## TEXT SHOWN
Students will gain a general understanding of the experience of disability through critical analysis of a broad range of socio-cultural artifacts and expression. Though not an exhaustive list, these artifacts will include literature, visual art, performance art, dance, film, television, and resources from the web. By interpreting differing points of view, concepts such as ableism, implicit bias, cultural appropriation, and intersectionality will be discussed through course assignments and in-class discussions. The essential questions that we will discuss include: How has the social construction of disability been influenced by the many different forms of media representation? What are the range of media responses to the disability experience? What are the cultural benefits and social justice opportunities of examining disability through a variety of representative forms?

## TASK REQUIREMENTS
Return the part of the course description between "Students will gain" and "of representative forms?", inclusive, copied word for word. The rows below aren't needed.

## LISTED RECORDS
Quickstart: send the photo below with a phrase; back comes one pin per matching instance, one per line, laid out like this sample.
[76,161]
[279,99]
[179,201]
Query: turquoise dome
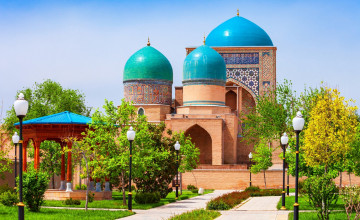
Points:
[204,66]
[148,64]
[238,31]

## RESULT BELOW
Students will gain a general understanding of the experience of disability through critical analysis of a broad range of socio-cultural artifacts and expression. Though not an exhaustive list, these artifacts will include literature, visual art, performance art, dance, film, television, and resources from the web. By interpreting differing points of view, concepts such as ableism, implicit bias, cultural appropriation, and intersectionality will be discussed through course assignments and in-class discussions. The essential questions that we will discuss include: How has the social construction of disability been influenced by the many different forms of media representation? What are the range of media responses to the disability experience? What are the cultural benefits and social justice opportunities of examining disability through a variety of representative forms?